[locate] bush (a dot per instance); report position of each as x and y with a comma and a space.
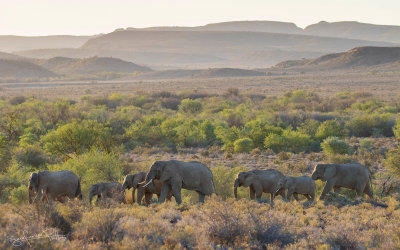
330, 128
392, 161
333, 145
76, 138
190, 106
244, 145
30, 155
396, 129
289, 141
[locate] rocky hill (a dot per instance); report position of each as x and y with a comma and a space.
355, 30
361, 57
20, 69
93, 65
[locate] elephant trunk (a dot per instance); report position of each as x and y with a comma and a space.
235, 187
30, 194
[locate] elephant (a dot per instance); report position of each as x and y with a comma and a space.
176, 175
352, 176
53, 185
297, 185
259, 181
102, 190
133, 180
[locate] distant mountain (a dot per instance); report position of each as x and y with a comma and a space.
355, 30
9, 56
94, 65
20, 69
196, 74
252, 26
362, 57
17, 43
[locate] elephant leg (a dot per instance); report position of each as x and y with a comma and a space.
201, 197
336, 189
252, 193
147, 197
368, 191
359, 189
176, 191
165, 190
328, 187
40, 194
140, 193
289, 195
───
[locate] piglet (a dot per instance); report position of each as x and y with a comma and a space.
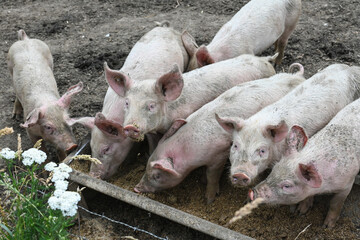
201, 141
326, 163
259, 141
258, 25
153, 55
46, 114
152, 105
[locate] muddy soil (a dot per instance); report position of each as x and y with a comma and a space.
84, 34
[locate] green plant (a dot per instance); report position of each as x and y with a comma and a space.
───
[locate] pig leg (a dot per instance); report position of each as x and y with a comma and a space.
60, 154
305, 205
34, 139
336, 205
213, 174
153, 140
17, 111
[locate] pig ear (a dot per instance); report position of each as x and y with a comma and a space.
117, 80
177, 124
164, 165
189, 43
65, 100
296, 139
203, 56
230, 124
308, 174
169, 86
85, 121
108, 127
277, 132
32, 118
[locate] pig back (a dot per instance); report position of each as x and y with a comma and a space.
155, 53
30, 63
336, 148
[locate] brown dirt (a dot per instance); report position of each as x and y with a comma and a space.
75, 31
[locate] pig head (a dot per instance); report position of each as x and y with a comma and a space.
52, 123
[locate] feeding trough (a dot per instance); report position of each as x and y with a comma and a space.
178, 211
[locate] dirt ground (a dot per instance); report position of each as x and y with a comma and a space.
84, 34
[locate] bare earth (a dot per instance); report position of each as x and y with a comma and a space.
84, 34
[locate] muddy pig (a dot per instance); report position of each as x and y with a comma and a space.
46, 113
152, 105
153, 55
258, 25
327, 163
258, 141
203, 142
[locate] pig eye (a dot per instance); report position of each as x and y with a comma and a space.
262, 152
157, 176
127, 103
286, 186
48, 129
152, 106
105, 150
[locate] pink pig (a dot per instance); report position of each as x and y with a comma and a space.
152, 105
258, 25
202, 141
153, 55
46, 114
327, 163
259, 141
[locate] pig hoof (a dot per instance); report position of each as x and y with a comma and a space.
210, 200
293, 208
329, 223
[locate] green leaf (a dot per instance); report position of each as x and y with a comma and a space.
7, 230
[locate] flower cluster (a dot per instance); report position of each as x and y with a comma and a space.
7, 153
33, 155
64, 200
───
TASK INSTRUCTIONS
Which lines of the material contain the string "muddy"? Extract each of those lines in full.

FULL SOLUTION
[locate] muddy soil (a dot per instance); report position of each as x and y with a comma and a space.
[locate] muddy pig (a dot per instance); report position of each as x and y with a comma and a space.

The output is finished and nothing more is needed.